I'm posting the answer to the first part so that you can review it in the meantime. I will answer the second part as soon as you clarify the meaning of "matrix norm" here.
3a. To compute $A$, we pick $a_{ii}$ to be the coefficient of $x_i^2$, and $a_{ij} = a_{ji}$ to be half of the coefficient of $x_i x_j$; we get the matrix \[ A = \begin{pmatrix} 1 & 1 & -2 \\ 1 & 0 & 1 \\ -2 & 1 & 1 \end{pmatrix}. \] In fact, the matrix is symmetric, and we have \[ \begin{pmatrix} x_1 & x_2 & x_3 \end{pmatrix} \begin{pmatrix} 1 & 1 & -2 \\ 1 & 0 & 1 \\ -2 & 1 & 1 \end{pmatrix} \begin{pmatrix} x_1 \\ x_2 \\ x_3 \end{pmatrix} = \begin{pmatrix} x_1 & x_2 & x_3 \end{pmatrix} \begin{pmatrix} x_1 +x_2 - 2x_3 \\ x_1 + x_3 \\ -2x_1 + x_2 + x_3 \end{pmatrix} \] which is equal to \[ x_1^2 + x_1x_2 - 2x_1x_3 + x_1x_2 + x_2x_3 - 2x_1x_3 + x_2x_3 + x_3^2 \] or, collecting the monomials, to \[ x_1^2 + _3^2 + 2x_1x_2 - 4x_1x_3 + 2x_2x_3 \] which is exactly our quadratic form.
3b. First we compute the eigenvalues. We compute the characteristic polynominal \[ p(x) = \det \begin{pmatrix} 1-x & 1 & -2 \\ 1 & -x & 1 \\ -2 & 1 & 1-x \end{pmatrix} = -x^3 +2x^2 +5x -6. \] We notice immediately that $p(1) = 0$, so we can collect $(1-x)$ and get \[ p(x) = (1-x)(x^2-x-6) = -(x-1)(x+2)(x-3) \] so the eigenvalues are $-2,1,3$. We already computed \[ \begin{pmatrix} 1 & 1 & -2 \\ 1 & 0 & 1 \\ -2 & 1 & 1 \end{pmatrix} \begin{pmatrix} x_1 \\ x_2 \\ x_3 \end{pmatrix} = \begin{pmatrix} x_1 +x_2 - 2x_3 \\ x_1 + x_3 \\ -2x_1 + x_2 + x_3 \end{pmatrix} \] so all we have to do is to set $(x_1,x_2,x_3)$ equals to $-2$, $1$, and $3$ times itself.

*Data rows*
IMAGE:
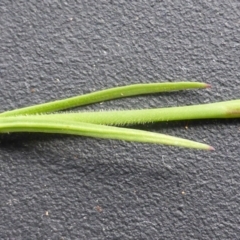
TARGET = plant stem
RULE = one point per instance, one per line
(103, 95)
(226, 109)
(52, 125)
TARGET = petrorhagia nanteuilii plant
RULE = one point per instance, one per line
(39, 118)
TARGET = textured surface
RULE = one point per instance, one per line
(57, 187)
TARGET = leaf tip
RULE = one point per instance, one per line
(211, 148)
(207, 85)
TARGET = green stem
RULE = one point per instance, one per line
(51, 125)
(226, 109)
(103, 95)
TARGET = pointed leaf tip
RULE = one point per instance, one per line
(211, 148)
(207, 85)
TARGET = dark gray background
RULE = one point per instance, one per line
(66, 187)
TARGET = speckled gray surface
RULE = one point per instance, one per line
(58, 187)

*Required tasks*
A - In the quadratic form solution, what are the eigenvalues of the matrix?
B - Write down the part of the quadratic form solution between "3a. To compute" and "our quadratic form.", inclusive.
C - Resume the quadratic form solution, beginning after its last sentence.

*Task-by-task outputs*
A - The eigenvalues are −2, 1, and 3.

B -
3a. To compute $A$, we pick $a_{ii}$ to be the coefficient of $x_i^2$, and $a_{ij} = a_{ji}$ to be half of the coefficient of $x_i x_j$; we get the matrix \[ A = \begin{pmatrix} 1 & 1 & -2 \\ 1 & 0 & 1 \\ -2 & 1 & 1 \end{pmatrix}. \] In fact, the matrix is symmetric, and we have \[ \begin{pmatrix} x_1 & x_2 & x_3 \end{pmatrix} \begin{pmatrix} 1 & 1 & -2 \\ 1 & 0 & 1 \\ -2 & 1 & 1 \end{pmatrix} \begin{pmatrix} x_1 \\ x_2 \\ x_3 \end{pmatrix} = \begin{pmatrix} x_1 & x_2 & x_3 \end{pmatrix} \begin{pmatrix} x_1 +x_2 - 2x_3 \\ x_1 + x_3 \\ -2x_1 + x_2 + x_3 \end{pmatrix} \] which is equal to \[ x_1^2 + x_1x_2 - 2x_1x_3 + x_1x_2 + x_2x_3 - 2x_1x_3 + x_2x_3 + x_3^2 \] or, collecting the monomials, to \[ x_1^2 + _3^2 + 2x_1x_2 - 4x_1x_3 + 2x_2x_3 \] which is exactly our quadratic form.

C -
Let's start with $1$. We get \[ \begin{pmatrix} x_1 \\ x_2 \\ x_3 \end{pmatrix} = \begin{pmatrix} x_1 +x_2 - 2x_3 \\ x_1 + x_3 \\ -2x_1 + x_2 + x_3 \end{pmatrix}. \] Substituting $x_2 = x_1 + x_3$, we get $x_1 = 2x_1 - x_3$ which gives $x_1 = x_3$. Then, $x_2 = x_1 + x_3 = 2x_1$, and the eigenvector relative to $1$ is $(1,2,1)^T$.
For $3$, we get \[ \begin{pmatrix} 3 x_1 \\ 3 x_2 \\ 3 x_3 \end{pmatrix} = \begin{pmatrix} x_1 +x_2 - 2x_3 \\ x_1 + x_3 \\ -2x_1 + x_2 + x_3 \end{pmatrix}. \] Multiplying the first by $3$ and substituting the second in, we get $9x_1 = 3x_1 + 3x_2 - 6x_3 = 4x_1 - 5x_3$ which gives $5 x_1 = -5 x_3$, so $x_1 = -x_3$. Then, $x_2 = x_1 + x_3 = x_1 =- x_1 = 0$, and the eigenvector relative to $3$ is then $(1, 0, -1)^T$.
For $-2$, we get \[ \begin{pmatrix} -2 x_1 \\ -2 x_2 \\ -2 x_3 \end{pmatrix} = \begin{pmatrix} x_1 +x_2 - 2x_3 \\ x_1 + x_3 \\ -2x_1 + x_2 + x_3 \end{pmatrix}. \] Multiplying the first by $-2$ and substituting the second in, we get $4x_1 = -2x_1 + -2x_2 +4x_3 = -x_1 + 5x_3$ which gives $5 x_1 = 5 x_3$, so $x_1 = x_3$. Then, $-2 x_2 = x_1 + x_3 = 2x_1$, so $x_2 = -x_1$. The eigenvector relative to $3$ is then $(1, -1, 1)^T$.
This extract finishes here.